DATA FOR THE TASK:
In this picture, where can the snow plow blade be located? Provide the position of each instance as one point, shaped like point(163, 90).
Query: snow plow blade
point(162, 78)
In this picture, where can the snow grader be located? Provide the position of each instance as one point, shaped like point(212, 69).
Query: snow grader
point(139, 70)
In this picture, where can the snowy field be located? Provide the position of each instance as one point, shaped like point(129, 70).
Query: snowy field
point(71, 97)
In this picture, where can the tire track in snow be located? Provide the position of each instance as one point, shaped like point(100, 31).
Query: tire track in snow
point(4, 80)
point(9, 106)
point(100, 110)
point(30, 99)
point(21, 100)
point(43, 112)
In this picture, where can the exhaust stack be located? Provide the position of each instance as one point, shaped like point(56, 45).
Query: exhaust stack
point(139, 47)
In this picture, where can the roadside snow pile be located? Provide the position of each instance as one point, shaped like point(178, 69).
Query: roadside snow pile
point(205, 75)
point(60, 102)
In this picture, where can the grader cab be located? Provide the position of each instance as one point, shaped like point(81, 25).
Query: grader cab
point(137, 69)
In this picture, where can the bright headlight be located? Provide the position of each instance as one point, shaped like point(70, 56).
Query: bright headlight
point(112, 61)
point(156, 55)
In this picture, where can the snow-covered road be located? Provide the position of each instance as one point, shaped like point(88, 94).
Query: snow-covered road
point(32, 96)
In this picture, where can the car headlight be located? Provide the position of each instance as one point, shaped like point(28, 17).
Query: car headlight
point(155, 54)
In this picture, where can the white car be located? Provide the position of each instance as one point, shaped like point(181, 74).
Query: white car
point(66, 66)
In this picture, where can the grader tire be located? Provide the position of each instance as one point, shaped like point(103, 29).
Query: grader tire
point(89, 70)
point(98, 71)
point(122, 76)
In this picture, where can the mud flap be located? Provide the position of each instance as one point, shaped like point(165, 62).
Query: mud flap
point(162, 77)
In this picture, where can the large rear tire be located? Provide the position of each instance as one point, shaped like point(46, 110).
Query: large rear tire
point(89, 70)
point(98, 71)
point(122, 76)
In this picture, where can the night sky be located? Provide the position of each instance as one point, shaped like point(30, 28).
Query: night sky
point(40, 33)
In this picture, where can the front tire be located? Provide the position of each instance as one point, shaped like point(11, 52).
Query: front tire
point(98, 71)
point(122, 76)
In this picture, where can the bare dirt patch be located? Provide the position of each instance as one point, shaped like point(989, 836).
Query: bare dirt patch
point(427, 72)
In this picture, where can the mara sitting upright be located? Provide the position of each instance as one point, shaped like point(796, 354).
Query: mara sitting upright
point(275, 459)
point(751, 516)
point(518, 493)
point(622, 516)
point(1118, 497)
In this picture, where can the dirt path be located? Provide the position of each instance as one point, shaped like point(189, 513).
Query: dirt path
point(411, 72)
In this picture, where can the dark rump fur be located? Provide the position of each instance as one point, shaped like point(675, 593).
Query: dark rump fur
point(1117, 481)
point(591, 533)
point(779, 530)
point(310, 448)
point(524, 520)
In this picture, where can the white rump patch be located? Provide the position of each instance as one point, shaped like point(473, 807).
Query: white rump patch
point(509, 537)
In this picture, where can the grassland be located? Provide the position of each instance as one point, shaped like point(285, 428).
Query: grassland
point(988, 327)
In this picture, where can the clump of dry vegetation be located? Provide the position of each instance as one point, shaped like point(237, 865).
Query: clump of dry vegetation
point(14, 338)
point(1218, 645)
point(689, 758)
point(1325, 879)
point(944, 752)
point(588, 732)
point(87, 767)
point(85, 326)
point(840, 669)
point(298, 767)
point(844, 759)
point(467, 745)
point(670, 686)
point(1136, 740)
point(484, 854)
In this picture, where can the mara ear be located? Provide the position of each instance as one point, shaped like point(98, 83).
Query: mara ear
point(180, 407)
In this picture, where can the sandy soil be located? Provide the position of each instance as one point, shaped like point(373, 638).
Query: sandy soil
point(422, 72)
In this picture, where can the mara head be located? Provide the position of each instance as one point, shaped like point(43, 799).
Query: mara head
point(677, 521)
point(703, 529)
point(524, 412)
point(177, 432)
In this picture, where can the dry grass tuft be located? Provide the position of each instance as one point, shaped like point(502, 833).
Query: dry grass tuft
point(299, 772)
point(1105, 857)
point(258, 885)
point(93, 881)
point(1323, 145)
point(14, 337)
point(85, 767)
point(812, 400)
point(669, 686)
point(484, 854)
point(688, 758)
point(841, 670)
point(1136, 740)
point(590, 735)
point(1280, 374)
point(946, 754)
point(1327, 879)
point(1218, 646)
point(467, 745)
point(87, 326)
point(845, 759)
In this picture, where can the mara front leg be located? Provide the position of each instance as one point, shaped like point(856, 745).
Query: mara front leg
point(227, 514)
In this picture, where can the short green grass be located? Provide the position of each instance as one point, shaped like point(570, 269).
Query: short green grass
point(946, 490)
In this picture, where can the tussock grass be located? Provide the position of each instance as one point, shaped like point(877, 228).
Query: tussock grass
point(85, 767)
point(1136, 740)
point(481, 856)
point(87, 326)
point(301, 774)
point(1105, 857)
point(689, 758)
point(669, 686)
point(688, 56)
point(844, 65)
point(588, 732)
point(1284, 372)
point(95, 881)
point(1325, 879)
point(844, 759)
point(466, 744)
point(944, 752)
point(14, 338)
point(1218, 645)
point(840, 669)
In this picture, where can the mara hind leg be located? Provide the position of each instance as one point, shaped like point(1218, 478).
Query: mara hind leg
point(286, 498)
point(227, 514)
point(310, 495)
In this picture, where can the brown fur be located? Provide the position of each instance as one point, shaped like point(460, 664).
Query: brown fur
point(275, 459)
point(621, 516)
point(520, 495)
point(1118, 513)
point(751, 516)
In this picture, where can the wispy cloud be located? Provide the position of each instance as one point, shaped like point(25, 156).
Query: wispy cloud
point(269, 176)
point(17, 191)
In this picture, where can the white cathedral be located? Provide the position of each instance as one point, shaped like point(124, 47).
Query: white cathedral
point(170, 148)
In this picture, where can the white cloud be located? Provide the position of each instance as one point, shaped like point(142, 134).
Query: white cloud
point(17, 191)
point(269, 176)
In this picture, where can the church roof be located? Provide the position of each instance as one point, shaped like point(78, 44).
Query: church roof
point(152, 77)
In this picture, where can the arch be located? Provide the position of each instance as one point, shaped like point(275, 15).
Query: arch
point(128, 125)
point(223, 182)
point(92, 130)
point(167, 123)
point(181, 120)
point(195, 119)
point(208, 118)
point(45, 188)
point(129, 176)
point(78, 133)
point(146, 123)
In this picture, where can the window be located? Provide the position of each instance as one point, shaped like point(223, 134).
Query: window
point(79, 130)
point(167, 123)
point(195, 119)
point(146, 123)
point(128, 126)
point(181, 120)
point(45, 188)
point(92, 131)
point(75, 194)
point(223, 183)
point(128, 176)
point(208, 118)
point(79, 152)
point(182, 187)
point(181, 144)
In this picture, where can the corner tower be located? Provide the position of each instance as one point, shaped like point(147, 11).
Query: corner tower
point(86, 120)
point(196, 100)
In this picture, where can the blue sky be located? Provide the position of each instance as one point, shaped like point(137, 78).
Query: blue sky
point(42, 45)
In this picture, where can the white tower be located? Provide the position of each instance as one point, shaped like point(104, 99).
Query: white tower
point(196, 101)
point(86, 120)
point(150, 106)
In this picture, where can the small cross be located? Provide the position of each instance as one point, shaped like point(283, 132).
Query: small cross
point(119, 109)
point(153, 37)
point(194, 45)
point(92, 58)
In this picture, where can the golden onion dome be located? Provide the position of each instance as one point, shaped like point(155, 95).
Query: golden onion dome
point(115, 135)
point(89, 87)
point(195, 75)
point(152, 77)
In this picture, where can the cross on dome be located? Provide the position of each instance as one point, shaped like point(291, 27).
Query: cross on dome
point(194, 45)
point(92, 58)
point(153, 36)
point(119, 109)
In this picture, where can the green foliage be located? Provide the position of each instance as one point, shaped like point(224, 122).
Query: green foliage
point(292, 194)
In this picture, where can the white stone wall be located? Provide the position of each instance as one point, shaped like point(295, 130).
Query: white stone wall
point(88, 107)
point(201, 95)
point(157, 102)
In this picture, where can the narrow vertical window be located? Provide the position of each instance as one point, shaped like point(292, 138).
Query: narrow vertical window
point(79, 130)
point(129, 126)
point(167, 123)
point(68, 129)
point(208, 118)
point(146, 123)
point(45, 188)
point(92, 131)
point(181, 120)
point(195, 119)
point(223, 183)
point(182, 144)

CHALLENGE: Could you write out the material again from the line containing "In this picture, where can the narrow" through the end, swapping "vertical" for "tall" and changing nothing else?

SOLUTION BELOW:
In this picture, where can the narrow tall window be located? Provide the position of each instance as one point, shaped like point(292, 138).
Query: narrow tall window
point(79, 130)
point(129, 126)
point(167, 123)
point(68, 129)
point(208, 118)
point(146, 123)
point(45, 188)
point(92, 131)
point(181, 120)
point(195, 119)
point(223, 183)
point(182, 144)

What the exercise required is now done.